───── EXTRAIT DU TEXTE ─────

Nous venons de donner les preuves des atouts de la discipline au cours du scrutin présidentiel, ce qui nous conduit au deuxième tour, auquel chaque camp s’active actuellement. C’est pour cela qu’il importe que le prochain président ne se comporte pas en fumiste, en pantin devant ses pairs, mais qu’il ait plutôt des qualités de se comporter en Chef d’Etat responsable, car les pays africains ont besoin de se libérer eux-mêmes, de compter sur eux-mêmes avec un Chef pour qui cet idéal occupe une place de choix dans notre bataille pour le développement et l’émancipation du peuple, et ce dans un vivre-ensemble en parfaite harmonie. Dans ce combat pour la libération de nos pays africains, il semble malheureusement que des Chefs d’Etat n’ont pas encore véritablement compris que nous sommes éternellement dans une concurrence, impitoyable, en dépit de tout ce qu’on peut avoir en commun comme contrat, comme partenariat. Dans ce combat pour la libération de nos peuples africains, il importe d’avoir un président qui ne se dispose pas à pactiser avec ses pairs africains fauteurs de troubles, déstabilisateurs de l’entente et de l’unité qui doivent prévaloir entre Africains. Dans ce combat, il nous faut surtout un homme courageux, capable de défendre nos intérêts sans le moindre complexe d’infériorité, d’égal à égal : Les puissances du Nord ont tout autant de besoin de l’Afrique. Car sans le courage, nous resterons honteusement aplatis, nous demeurons encore et pour toujours dans cette situation d’asservissement devant les grandes puissances, malgré tout ce dont la Nature nous a doté. On est vraiment libre qu’avec le courage ! Ce n’est pas moi qui le dis.

Avant de terminer, je voudrais qu’on retourne nos regards sur ce que la Rébellion – surtout – a occasionné ou empiré : pays coupé en deux, morts, violences, spoliation des biens, gabegie des deniers publics, avènement d’aventuriers incompétents à des postes clés, maintien des postes électifs à dix ans, enrichissement tous azimuts, paupérisation, fuite des cerveaux, fuite des investisseurs, perte des emplois, désespoir et souffrances atroces du peuple, insécurité, méfiance entre les Ivoiriens, etc. Il va falloir, pour rendre efficacement réalisable tout autre projet, remédier honnêtement à cela !

─────

EXERCICE 1:
Répondez à ces questions sur l'extrait consacré au prochain président :
(a) Selon l'extrait, avec quoi est-on vraiment libre ?
(b) De quoi les puissances du Nord ont-elles tout autant besoin ?
(c) À combien d'années les postes électifs ont-ils été maintenus ?

───── DONNÉES FOURNIES ─────

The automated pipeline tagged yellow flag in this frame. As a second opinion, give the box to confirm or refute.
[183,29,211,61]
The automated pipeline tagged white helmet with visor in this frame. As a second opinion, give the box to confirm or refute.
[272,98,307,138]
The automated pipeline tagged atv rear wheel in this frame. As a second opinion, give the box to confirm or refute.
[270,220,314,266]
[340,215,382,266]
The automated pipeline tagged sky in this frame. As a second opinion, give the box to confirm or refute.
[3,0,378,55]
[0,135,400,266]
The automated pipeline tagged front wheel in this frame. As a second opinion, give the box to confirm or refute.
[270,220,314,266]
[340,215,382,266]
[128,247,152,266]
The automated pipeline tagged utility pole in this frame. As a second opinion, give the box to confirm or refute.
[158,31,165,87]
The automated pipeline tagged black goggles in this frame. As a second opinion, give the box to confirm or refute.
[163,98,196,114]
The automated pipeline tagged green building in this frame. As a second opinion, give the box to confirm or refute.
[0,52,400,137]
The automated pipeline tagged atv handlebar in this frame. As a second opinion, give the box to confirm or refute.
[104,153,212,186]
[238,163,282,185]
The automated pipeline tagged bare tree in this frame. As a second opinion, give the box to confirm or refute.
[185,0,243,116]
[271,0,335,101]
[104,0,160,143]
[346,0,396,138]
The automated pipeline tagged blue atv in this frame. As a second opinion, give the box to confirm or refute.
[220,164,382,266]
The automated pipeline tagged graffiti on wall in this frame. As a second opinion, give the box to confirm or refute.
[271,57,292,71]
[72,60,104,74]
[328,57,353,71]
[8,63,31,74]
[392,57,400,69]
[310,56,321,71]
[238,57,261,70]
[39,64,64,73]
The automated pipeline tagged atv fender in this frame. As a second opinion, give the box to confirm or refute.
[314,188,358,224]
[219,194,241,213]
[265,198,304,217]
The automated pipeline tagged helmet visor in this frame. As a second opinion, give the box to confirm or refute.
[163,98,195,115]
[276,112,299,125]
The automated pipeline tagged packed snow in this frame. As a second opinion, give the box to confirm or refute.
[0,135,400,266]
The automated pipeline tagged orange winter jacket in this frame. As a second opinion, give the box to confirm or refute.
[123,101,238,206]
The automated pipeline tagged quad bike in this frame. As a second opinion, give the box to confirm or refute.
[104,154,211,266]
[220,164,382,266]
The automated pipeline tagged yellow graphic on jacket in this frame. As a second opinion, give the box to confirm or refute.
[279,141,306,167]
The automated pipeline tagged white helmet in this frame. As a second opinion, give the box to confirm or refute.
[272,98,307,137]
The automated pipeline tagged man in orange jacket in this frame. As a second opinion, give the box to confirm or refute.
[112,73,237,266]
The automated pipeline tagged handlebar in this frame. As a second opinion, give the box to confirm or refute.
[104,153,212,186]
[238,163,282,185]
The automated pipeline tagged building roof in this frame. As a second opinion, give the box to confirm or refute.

─────
───── DONNÉES FOURNIES ─────

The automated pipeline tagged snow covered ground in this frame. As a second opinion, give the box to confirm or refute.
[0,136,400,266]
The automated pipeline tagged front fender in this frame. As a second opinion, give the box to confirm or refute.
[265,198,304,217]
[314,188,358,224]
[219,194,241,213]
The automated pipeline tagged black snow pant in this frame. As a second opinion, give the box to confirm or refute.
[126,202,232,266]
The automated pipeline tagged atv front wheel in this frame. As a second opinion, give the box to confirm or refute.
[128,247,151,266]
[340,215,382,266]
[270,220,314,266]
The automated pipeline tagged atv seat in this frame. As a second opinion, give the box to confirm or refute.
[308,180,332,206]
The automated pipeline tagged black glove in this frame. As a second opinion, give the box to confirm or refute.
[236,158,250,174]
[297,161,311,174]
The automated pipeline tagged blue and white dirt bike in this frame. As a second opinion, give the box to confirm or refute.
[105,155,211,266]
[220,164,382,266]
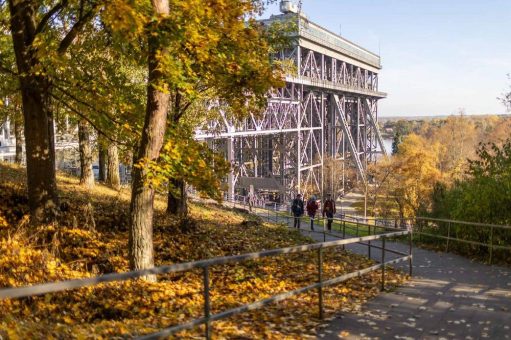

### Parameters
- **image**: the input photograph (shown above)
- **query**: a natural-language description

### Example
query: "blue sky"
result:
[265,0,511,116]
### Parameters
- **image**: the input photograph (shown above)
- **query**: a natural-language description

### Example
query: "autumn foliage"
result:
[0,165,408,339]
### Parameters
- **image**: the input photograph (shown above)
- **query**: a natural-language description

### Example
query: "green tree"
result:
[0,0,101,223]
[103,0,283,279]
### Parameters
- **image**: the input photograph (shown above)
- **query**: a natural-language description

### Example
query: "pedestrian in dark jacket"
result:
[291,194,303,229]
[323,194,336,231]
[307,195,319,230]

─────
───── DONNÉES FOURNIES ─────

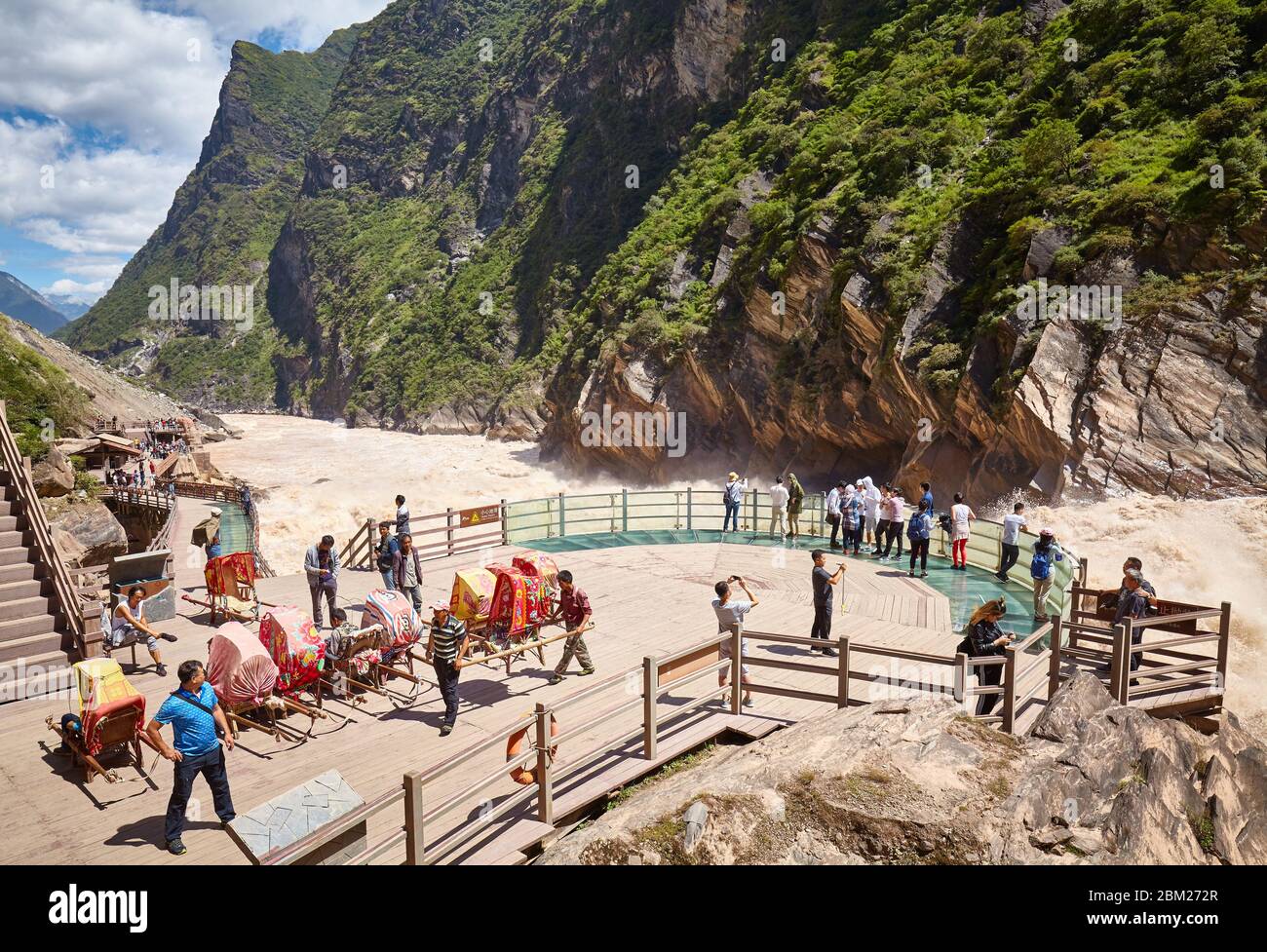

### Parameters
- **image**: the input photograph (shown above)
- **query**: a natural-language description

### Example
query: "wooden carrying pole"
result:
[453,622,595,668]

─────

EXERCICE 2:
Pouvez-vous extraire des entrées, à l'identique, les lignes allant de celle qui contient « The automated pipeline tagged atv rear » jusqu'à celle qui contient « [163,98,196,114] », ces deux lignes comprises ?

RÉSULTAT FINAL 1:
(a) Avec le courage.
(b) De l'Afrique.
(c) À dix ans.

RÉSULTAT FINAL 2:
The automated pipeline tagged atv rear wheel in this frame. As a second opinion, give the box to confirm or refute.
[270,220,314,266]
[340,215,382,266]
The automated pipeline tagged sky in this frame. As a second opinion, give the box to confirm or refute.
[3,0,378,55]
[0,135,400,266]
The automated pipeline tagged front wheel in this frame. As a second opinion, give the box to confirm or refute.
[270,220,314,266]
[340,215,382,266]
[128,247,152,266]
The automated pipeline tagged utility pole in this frame. As a second opinion, give the box to confirm or refute.
[158,31,165,87]
The automated pipeline tagged black goggles in this frame. As a second opinion, give the box to confirm or refute.
[163,98,196,114]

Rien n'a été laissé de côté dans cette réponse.